┌─ GIVEN INFORMATION
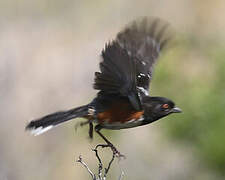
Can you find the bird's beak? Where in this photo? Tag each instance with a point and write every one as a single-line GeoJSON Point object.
{"type": "Point", "coordinates": [176, 110]}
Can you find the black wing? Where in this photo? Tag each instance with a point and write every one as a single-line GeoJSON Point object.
{"type": "Point", "coordinates": [126, 68]}
{"type": "Point", "coordinates": [143, 40]}
{"type": "Point", "coordinates": [118, 74]}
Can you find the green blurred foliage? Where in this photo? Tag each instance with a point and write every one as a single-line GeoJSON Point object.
{"type": "Point", "coordinates": [193, 75]}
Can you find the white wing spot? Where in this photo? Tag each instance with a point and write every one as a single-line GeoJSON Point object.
{"type": "Point", "coordinates": [40, 130]}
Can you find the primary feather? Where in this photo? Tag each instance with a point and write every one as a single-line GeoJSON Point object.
{"type": "Point", "coordinates": [127, 65]}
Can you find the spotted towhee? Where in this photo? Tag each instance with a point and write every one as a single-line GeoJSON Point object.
{"type": "Point", "coordinates": [123, 99]}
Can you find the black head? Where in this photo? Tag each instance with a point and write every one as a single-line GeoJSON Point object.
{"type": "Point", "coordinates": [158, 107]}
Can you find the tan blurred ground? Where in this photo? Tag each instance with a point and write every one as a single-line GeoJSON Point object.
{"type": "Point", "coordinates": [48, 54]}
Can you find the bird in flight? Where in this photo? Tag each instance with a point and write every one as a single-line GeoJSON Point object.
{"type": "Point", "coordinates": [123, 99]}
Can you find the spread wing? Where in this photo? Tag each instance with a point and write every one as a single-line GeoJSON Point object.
{"type": "Point", "coordinates": [143, 40]}
{"type": "Point", "coordinates": [127, 62]}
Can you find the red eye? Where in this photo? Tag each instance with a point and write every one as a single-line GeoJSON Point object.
{"type": "Point", "coordinates": [165, 106]}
└─
INSTRUCTIONS FOR THE TASK
Recast everything from the line containing "Can you find the red" through the end of the rows as a two-column CSV with the headers text and answer. Give one CSV line for each text and its answer, put each value in its own quoted field, and replace line breaks with spaces.

EXERCISE ANSWER
text,answer
"Can you find the red eye? Where in this photo? Tag each instance with a point and write every one as a single-line GeoJSON Point object.","{""type"": ""Point"", ""coordinates"": [165, 106]}"